> **REQUISITOS DEL EJERCICIO**
a) Enumera los elementos de la postura básica que muestra el profesor en el texto sobre las clases de tango.
b) Indica cuántas mujeres y cuántos hombres conformaban el grupo según el texto sobre las clases de tango.

> **TEXTO PROPORCIONADO**
╔══

Compré una falda negra y unos tacones que me hacían sentir como una verdadera bailarina.  Llegué oronda con mi nueva pinta, y con el entusiasmo propio de aprender algo desconocido. El estudio era amplio, de pisos de madera y rodeado de espejos. Mi profesor bailaba como porteño, aunque era gringo, y me guiaba con una armonía única marcando los pasos, mostrándome la postura básica que me llevaría lejos: cabeza en alto, mirada a los ojos, tronco firme y pecho levantado.  Siente la música, me decía el profesor, y yo me dejaba llevar, ágil, liviana, ¡qué fácil parecía!

Pasaron varias sesiones y mis habilidades ascendían tan rápido como el costo de las mismas. Tener clases privadas de tango en Miami es una excentricidad que no podía darme el lujo de seguir. Tendría que tranzarme por clases grupales. “No hay problema”, pensé. “Con lo que ya llevo aprendido seguro se me va a facilitar”.

El grupo lo conformaban 6 mujeres y 5 hombres, además del profesor, quien al empezar la clase nos mostraba el paso, y las parejas se rotaban para poder bailar entre todos. Cuando me tocaba con el gringo porteño todo estaba bien. ¡Me sentía volando por la pista! El problema surgía cuando los otros parejos me tomaban de la cintura y sentía sus manos indecisas en las mías. En ese momento se me olvidaba todo lo que había aprendido en las lecciones privadas.

╚══

> **DATOS ALMACENADOS**
╔══

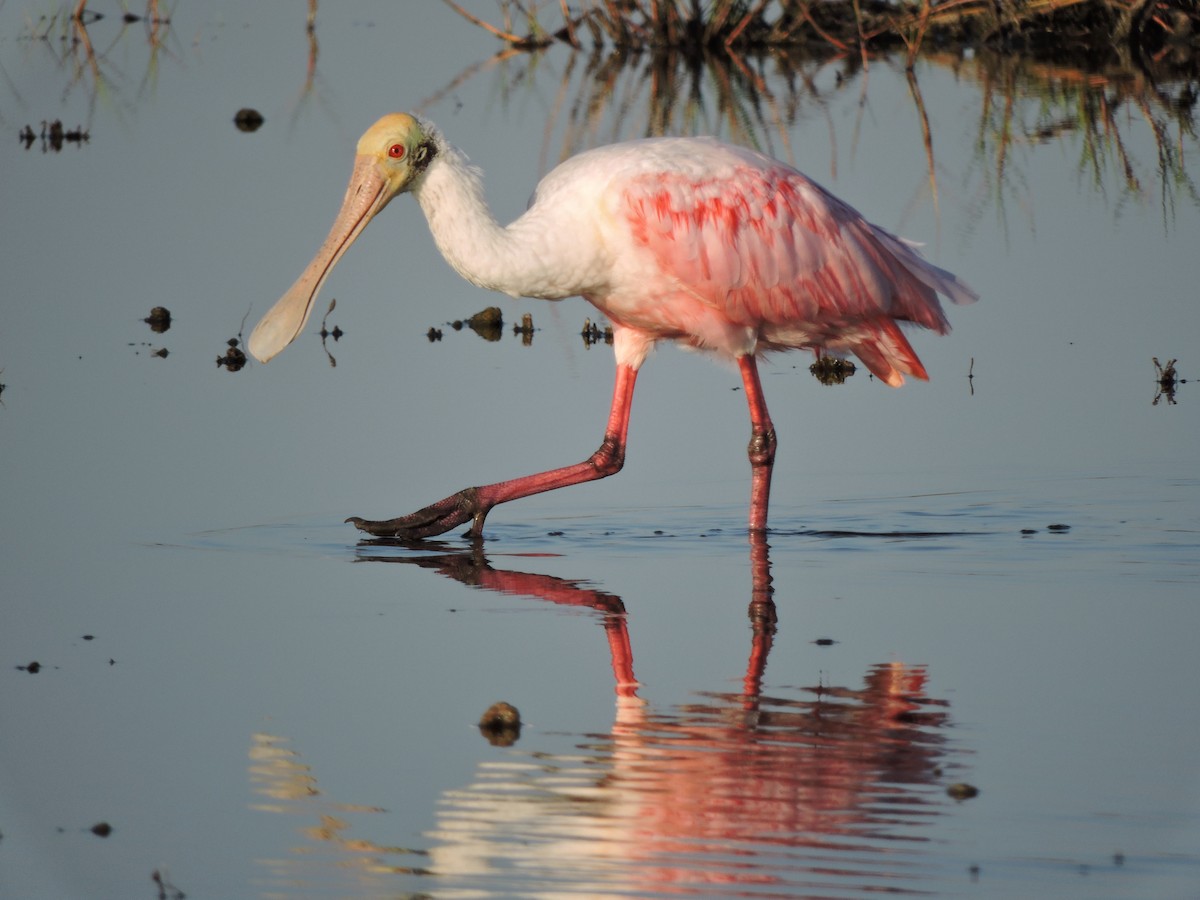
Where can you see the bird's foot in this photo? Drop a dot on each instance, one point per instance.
(436, 519)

╚══

> **SOLUCIONES**
a)
- Cabeza en alto
- Mirada a los ojos
- Tronco firme
- Pecho levantado

b) El grupo lo conformaban 6 mujeres y 5 hombres, además del profesor.